• Challenge: Continue the class-size identification assignment below, starting right after its last sentence.

• Selected text:
** BEGIN **
AAEC 8610 Task 9: Understanding identifcation and differeces-in-differences

Part 1: Paper using randomized data: Impact of Class Size on Learning

Download and go over this seminal paper by Alan Krueger. Krueger (1999) Experimental Estimates of Education Production Functions QJE 114 (2) : 497-532

a. What is the causal link the paper is trying to reveal?

ANSWER: The author is trying to explore the impact of class size on student’s educational outcome. In other words, whether smaller class sizes lead to higher positive student educational outcome.

b. What would be the ideal experiment to test this causal link?

ANSWER: The Ideal experiment would be a random sample of initial sample of kids and that sample is maintained throughout the period of experiment without the contamination owing to attrition or input of new sample at different period.

c. What is the identification strategy?

ANSWER: The identifcation strategy is that the change in educational outcome is solely coming from the random sorting into different class sizes and not any other effect impacting the educational outcome.

d. What are the assumptions / threats to this identification strategy? (Answer specifically with reference to the data the authors are using) (For instance: “This identification strategy would not be revealing a causal effect if [insert potential issue]”)

ANSWER: Again the threat to the identification strategy is the contamination of the sample owing to attrition and input of new students into different size classes throughout the study period. Parents switching their kids to classes that are smaller in size and performing better makes the experiment results tenuous. Furthermore, the initial sorting of kids in kindergarten into these groups is claimed to be random, but the characteristics of the students and their parental education and income status is crucial to understand whether these class group sizes differ statistically.
** END **
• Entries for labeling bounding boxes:
** BEGIN **
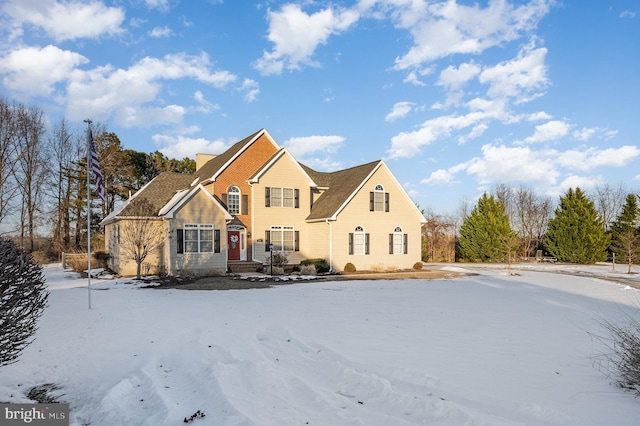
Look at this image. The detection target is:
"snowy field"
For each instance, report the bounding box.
[0,265,640,426]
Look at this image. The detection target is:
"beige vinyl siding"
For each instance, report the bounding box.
[333,167,421,270]
[167,191,227,275]
[252,154,316,265]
** END **
• Written answer:
Part 2: Paper using Twins for Identification: Economic Returns to Schooling

2.1 Briefly answer these questions:

a. What is the causal link the paper is trying to reveal?

ANSWER: Ashenfelter & Krueger re-examine the returns to schooling on wages hypothesis by examining the variation in education level and wages among identical twins.

b. What would be the ideal experiment to test this causal link?

ANSWER: The ideal experiment for the authors would have been to randomly sample “twins” across the USA that ensures twins of diiferent backgrounds rather than at an event with gathering of twins which could cause a selection bias. Moreover, to get an accurate measure of schooling and wages

c. What is the identification strategy?

ANSWER: The identification strategy is claimed to be a random sample of twins at a large and popular event that brings a lot of twins from across the US and world. Moreover, isolating the twins and aksing theirs and their siblings educational and wages helps to address the measurement error in self-repoting characteristics.

d. What are the assumptions / threats to this identification strategy? (Answer specifically with reference to the data the authors are using)

ANSWER: The threats to the identification is :

• first, the selection of twins at an event for twins could bias the sample as those who have resources and interests to attend these meetings are the ones that are gathered in the sample. This makes “randomizing” tenouous as it ignores those twins that fail to attend.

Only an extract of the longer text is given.